Required work ▸ Starting with the line that contains "Guideline: for every instance of the concrete" and going on through the end of the listing, copy those lines with "concrete column" switched to "stone pillar" and everything else left as it is.

Supplied material ▸
####################
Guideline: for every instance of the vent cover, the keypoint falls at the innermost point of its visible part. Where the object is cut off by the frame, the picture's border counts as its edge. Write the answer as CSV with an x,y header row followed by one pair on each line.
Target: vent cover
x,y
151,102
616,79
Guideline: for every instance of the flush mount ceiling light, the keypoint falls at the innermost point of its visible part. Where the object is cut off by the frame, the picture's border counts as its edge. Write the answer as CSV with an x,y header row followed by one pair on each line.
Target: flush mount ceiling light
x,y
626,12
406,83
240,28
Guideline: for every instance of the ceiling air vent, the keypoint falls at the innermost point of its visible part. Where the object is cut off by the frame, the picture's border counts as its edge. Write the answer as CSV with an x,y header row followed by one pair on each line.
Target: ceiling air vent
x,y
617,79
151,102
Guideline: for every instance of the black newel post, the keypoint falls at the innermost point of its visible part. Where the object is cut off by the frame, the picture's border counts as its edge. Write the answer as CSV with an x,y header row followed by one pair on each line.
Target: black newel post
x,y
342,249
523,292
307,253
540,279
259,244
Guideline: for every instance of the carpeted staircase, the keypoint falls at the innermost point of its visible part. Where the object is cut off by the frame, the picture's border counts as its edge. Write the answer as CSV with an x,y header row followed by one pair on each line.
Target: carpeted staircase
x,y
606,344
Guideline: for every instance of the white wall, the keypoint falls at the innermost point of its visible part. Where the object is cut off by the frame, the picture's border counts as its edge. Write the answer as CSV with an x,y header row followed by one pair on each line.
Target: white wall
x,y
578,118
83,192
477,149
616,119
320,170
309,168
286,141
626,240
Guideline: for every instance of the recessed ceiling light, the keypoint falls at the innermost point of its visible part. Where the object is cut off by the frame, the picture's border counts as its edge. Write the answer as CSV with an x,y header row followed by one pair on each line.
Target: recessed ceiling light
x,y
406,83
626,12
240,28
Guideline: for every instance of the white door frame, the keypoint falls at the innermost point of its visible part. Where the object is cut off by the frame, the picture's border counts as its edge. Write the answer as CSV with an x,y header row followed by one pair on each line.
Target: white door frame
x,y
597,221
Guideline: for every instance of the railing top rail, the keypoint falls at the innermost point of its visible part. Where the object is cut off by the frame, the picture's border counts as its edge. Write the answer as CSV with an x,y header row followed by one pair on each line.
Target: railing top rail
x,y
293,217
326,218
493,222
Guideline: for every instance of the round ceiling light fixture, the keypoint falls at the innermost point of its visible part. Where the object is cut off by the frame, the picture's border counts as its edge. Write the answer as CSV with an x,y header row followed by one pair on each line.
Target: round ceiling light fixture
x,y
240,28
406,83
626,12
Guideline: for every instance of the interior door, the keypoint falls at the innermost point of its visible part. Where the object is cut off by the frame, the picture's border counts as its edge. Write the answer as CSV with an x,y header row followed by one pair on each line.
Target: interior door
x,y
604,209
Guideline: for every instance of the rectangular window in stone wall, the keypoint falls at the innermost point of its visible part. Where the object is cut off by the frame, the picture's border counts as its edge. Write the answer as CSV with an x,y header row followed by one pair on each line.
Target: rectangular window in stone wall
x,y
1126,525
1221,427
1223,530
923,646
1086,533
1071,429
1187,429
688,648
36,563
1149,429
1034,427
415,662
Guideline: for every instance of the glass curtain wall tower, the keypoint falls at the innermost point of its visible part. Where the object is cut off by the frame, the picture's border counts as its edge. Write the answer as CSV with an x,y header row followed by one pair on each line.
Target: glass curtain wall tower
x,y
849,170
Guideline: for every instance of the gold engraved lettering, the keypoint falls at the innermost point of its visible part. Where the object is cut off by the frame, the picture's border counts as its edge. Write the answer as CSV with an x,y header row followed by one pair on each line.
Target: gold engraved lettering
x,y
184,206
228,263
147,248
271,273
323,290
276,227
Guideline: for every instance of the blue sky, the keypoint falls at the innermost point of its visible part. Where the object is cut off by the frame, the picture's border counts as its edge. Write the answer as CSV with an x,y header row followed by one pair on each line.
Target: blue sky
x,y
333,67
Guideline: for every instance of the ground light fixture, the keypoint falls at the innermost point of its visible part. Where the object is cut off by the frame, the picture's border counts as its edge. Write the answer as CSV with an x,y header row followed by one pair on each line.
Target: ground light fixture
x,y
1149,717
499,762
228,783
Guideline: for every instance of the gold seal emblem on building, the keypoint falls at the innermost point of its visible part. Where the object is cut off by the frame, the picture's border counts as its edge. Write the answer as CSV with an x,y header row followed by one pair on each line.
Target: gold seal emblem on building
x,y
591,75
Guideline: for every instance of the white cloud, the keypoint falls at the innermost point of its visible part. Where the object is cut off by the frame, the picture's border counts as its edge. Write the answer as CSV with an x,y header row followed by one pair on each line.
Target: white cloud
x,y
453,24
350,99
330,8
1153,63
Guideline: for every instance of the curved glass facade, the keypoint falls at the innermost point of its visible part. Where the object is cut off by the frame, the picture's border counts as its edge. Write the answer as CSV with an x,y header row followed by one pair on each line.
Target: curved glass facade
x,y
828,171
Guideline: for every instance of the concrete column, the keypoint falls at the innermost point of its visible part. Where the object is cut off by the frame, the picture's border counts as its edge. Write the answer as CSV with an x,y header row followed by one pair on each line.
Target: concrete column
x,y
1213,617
####################
Exercise result ▸
Guideline: for every instance of the stone pillar, the keypoint falls at the innermost point of its visible part. Where the object is cut off by the frame, the picture's border counts as its edge. Write the answer as CSV with an x,y header row followed by one pair on each line.
Target: stone pillar
x,y
1213,617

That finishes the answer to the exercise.